→ Exercise brief: Transcribe the passage of the fish finger katsu curry post that starts with "Ready in just" and continues through "on my phone.", keeping every word and punctuation mark unchanged.

→ Text block:
»»

Fish Finger Katsu Curry.
Ready in just 30 minutes it's a mash-up of two classic British favourites.
I’ve mentioned before how much I hate the photography part of being a food writer (second only to the videography part), right? There is nothing more frustrating than perfecting a recipe, then trying again and again to get the pictures right for my blog, and none of them doing the dish justice. That’s what happened to this Fish Finger Katsu Curry. It’s a brilliant dish that took me absolutely ages to tweak to just right, and the only good picture I seemed to be able to take of it was the ‘this was my lunch’ snapshot complete with spotty socks that have a hole in the bottom on my phone.
But the beauty of Substack, however, is it is about the words and the recipes, and not the pictures. So, as a completely random recipe I think you should make for dinner tonight, I present my Fish Finger Katsu Curry!

««

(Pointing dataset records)
»»

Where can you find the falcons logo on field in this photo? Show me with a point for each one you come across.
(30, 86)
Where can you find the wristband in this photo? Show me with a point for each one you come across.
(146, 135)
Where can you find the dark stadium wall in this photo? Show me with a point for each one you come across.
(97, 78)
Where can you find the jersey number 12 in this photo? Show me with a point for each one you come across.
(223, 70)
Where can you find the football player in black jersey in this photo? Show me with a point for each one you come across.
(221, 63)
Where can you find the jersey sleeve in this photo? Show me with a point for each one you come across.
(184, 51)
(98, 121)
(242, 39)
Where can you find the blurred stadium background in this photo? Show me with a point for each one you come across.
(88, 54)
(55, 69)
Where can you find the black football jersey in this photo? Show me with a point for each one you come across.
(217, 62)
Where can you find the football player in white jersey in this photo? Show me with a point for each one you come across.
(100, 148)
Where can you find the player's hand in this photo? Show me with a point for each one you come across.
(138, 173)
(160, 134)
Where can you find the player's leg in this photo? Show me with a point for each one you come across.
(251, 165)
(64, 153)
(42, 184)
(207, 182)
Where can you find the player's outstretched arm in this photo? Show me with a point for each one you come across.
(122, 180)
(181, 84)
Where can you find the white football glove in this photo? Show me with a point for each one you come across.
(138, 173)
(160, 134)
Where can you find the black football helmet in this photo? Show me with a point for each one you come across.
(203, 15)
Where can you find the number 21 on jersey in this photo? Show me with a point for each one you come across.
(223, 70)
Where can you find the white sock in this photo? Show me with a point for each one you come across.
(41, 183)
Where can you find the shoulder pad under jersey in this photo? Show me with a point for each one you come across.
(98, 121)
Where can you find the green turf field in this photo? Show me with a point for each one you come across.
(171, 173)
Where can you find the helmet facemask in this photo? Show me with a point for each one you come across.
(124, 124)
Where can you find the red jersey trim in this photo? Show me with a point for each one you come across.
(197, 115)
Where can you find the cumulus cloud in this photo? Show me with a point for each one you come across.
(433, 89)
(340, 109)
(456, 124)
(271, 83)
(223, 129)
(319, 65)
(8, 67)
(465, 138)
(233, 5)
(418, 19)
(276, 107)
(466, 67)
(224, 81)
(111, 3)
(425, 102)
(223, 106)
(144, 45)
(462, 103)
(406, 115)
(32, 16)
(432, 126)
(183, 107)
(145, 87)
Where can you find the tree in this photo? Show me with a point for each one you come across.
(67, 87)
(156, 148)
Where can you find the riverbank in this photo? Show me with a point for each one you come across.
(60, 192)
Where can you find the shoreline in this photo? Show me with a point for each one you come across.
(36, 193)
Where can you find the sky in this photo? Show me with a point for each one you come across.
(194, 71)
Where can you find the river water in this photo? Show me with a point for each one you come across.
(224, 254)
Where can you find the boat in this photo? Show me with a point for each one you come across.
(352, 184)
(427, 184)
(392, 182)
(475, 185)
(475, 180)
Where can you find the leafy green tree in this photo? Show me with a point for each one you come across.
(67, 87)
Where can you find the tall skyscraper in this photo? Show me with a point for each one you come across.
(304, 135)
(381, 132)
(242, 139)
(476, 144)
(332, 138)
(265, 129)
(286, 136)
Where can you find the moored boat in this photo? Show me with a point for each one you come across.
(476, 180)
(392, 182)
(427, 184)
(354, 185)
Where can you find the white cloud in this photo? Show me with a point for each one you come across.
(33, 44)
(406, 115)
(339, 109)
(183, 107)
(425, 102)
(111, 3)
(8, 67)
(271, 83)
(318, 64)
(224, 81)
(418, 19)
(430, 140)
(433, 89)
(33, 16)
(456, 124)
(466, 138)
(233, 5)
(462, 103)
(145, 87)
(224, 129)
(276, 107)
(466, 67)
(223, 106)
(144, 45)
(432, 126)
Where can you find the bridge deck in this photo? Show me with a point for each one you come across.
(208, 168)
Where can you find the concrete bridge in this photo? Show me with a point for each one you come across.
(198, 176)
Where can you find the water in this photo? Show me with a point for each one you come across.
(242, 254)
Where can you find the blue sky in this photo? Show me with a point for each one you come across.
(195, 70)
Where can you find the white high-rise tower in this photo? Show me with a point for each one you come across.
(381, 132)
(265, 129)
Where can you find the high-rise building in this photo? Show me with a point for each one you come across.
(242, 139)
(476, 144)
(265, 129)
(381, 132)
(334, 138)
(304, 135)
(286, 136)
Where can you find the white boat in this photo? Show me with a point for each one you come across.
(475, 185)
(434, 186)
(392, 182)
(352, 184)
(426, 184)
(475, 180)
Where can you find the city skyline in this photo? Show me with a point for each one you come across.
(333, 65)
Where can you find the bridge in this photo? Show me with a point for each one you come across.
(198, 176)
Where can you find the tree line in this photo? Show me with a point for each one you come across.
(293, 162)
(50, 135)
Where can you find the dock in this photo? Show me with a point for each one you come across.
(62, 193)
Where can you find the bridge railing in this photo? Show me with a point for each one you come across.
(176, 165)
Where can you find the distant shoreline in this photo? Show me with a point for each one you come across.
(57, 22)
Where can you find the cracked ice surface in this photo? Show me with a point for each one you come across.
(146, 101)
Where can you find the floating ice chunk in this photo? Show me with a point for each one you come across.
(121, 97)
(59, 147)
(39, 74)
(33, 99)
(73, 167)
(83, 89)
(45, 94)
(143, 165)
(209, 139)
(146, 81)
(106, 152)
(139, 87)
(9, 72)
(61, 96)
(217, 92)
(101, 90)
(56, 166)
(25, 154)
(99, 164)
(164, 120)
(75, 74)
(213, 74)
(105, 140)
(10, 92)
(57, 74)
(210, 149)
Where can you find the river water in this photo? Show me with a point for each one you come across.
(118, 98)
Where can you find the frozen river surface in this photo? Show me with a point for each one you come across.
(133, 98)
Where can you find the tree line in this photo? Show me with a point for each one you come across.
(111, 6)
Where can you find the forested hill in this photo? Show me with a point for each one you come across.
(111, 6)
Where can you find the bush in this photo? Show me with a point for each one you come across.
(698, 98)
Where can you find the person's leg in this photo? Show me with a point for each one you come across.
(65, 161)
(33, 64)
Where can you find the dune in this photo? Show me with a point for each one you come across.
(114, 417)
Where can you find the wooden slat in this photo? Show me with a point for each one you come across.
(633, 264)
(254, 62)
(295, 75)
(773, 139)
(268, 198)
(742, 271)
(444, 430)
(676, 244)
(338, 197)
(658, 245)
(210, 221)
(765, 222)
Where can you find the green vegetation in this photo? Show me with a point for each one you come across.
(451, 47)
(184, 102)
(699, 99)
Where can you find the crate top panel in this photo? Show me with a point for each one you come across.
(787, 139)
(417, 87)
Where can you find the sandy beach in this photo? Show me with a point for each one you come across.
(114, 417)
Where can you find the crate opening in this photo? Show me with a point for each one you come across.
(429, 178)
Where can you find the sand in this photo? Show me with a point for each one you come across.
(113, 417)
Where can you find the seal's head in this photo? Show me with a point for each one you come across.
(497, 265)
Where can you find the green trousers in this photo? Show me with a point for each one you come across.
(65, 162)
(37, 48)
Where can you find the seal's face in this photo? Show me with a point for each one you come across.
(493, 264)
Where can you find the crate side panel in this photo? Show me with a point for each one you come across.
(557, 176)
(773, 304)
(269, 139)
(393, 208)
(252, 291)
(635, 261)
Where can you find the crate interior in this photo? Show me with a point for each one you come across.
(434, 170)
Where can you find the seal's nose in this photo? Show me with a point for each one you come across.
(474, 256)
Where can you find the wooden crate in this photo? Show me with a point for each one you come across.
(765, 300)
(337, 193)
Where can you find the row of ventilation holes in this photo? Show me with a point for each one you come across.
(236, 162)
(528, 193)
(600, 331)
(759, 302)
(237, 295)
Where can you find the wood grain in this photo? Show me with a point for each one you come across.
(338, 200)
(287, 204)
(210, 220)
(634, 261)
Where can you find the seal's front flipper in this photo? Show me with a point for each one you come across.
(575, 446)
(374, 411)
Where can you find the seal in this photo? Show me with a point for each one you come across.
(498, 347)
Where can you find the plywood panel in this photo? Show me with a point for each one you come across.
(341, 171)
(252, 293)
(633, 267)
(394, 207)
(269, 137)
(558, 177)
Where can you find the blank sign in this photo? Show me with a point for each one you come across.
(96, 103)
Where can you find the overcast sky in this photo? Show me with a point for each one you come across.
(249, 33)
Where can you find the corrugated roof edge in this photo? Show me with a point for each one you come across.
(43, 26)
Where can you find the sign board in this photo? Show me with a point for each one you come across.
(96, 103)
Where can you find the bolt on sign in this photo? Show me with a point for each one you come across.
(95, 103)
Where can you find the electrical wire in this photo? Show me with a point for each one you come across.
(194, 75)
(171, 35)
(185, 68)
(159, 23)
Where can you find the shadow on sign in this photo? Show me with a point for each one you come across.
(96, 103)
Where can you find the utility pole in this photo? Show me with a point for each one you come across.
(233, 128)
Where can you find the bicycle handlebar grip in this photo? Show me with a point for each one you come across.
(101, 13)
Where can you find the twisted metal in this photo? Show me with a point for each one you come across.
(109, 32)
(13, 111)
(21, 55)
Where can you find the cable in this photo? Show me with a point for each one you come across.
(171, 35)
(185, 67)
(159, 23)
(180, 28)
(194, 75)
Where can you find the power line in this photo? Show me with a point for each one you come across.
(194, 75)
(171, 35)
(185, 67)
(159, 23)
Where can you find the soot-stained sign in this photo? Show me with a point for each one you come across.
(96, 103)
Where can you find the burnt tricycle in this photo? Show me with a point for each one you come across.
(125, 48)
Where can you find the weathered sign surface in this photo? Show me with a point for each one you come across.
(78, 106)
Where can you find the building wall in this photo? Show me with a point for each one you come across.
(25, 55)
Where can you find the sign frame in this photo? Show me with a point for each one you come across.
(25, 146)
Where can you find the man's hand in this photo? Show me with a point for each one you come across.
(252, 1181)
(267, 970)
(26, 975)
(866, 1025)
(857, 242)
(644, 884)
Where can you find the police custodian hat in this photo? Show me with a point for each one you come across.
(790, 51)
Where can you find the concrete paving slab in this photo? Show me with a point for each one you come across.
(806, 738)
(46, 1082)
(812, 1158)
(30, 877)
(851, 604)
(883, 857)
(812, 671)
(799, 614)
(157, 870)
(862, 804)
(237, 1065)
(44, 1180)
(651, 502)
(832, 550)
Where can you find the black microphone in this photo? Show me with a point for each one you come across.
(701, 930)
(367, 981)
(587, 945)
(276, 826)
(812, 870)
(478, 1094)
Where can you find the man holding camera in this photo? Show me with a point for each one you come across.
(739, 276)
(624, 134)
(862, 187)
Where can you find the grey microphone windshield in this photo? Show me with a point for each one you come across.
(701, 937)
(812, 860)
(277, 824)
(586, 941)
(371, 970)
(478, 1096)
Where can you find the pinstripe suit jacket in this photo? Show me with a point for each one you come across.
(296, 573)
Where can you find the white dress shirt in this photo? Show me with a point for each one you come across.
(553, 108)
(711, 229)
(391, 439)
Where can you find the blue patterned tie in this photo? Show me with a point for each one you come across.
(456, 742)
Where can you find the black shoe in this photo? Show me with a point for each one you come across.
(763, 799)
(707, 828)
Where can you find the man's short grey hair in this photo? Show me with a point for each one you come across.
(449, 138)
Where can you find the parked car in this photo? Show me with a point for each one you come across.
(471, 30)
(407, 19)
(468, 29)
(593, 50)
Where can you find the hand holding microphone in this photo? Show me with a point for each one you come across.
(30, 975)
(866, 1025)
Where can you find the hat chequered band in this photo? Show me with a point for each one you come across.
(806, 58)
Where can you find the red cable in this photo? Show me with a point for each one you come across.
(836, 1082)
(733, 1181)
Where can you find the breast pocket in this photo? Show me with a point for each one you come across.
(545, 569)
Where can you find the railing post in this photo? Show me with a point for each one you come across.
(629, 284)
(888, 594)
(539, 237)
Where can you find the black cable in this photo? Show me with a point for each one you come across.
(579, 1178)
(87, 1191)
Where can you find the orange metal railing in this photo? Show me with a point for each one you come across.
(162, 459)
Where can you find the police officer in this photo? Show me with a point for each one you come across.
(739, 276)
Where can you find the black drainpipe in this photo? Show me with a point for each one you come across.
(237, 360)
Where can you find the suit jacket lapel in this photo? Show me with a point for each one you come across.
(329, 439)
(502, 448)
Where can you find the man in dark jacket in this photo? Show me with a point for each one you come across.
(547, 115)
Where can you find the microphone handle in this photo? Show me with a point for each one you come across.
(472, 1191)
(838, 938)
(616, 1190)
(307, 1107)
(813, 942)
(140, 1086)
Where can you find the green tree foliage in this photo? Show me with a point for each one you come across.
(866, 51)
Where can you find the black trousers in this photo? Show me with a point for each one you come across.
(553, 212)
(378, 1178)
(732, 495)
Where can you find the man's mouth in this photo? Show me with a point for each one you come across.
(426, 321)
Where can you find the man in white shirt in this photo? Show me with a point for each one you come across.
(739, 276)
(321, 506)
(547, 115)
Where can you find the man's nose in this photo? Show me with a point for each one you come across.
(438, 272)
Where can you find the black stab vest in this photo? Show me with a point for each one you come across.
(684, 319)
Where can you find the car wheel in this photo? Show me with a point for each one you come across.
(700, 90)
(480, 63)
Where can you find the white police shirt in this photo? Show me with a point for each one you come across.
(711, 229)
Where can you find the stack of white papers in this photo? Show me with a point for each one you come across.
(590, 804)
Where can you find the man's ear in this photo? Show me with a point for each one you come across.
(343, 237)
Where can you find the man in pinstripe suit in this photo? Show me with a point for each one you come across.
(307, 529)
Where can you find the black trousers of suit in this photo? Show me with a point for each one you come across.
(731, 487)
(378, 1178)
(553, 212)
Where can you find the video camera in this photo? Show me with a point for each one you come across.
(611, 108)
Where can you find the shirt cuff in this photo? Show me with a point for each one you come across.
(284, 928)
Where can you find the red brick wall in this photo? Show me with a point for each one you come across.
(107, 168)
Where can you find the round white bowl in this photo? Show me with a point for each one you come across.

««

→ Correct result:
Ready in just 30 minutes it's a mash-up of two classic British favourites.
I’ve mentioned before how much I hate the photography part of being a food writer (second only to the videography part), right? There is nothing more frustrating than perfecting a recipe, then trying again and again to get the pictures right for my blog, and none of them doing the dish justice. That’s what happened to this Fish Finger Katsu Curry. It’s a brilliant dish that took me absolutely ages to tweak to just right, and the only good picture I seemed to be able to take of it was the ‘this was my lunch’ snapshot complete with spotty socks that have a hole in the bottom on my phone.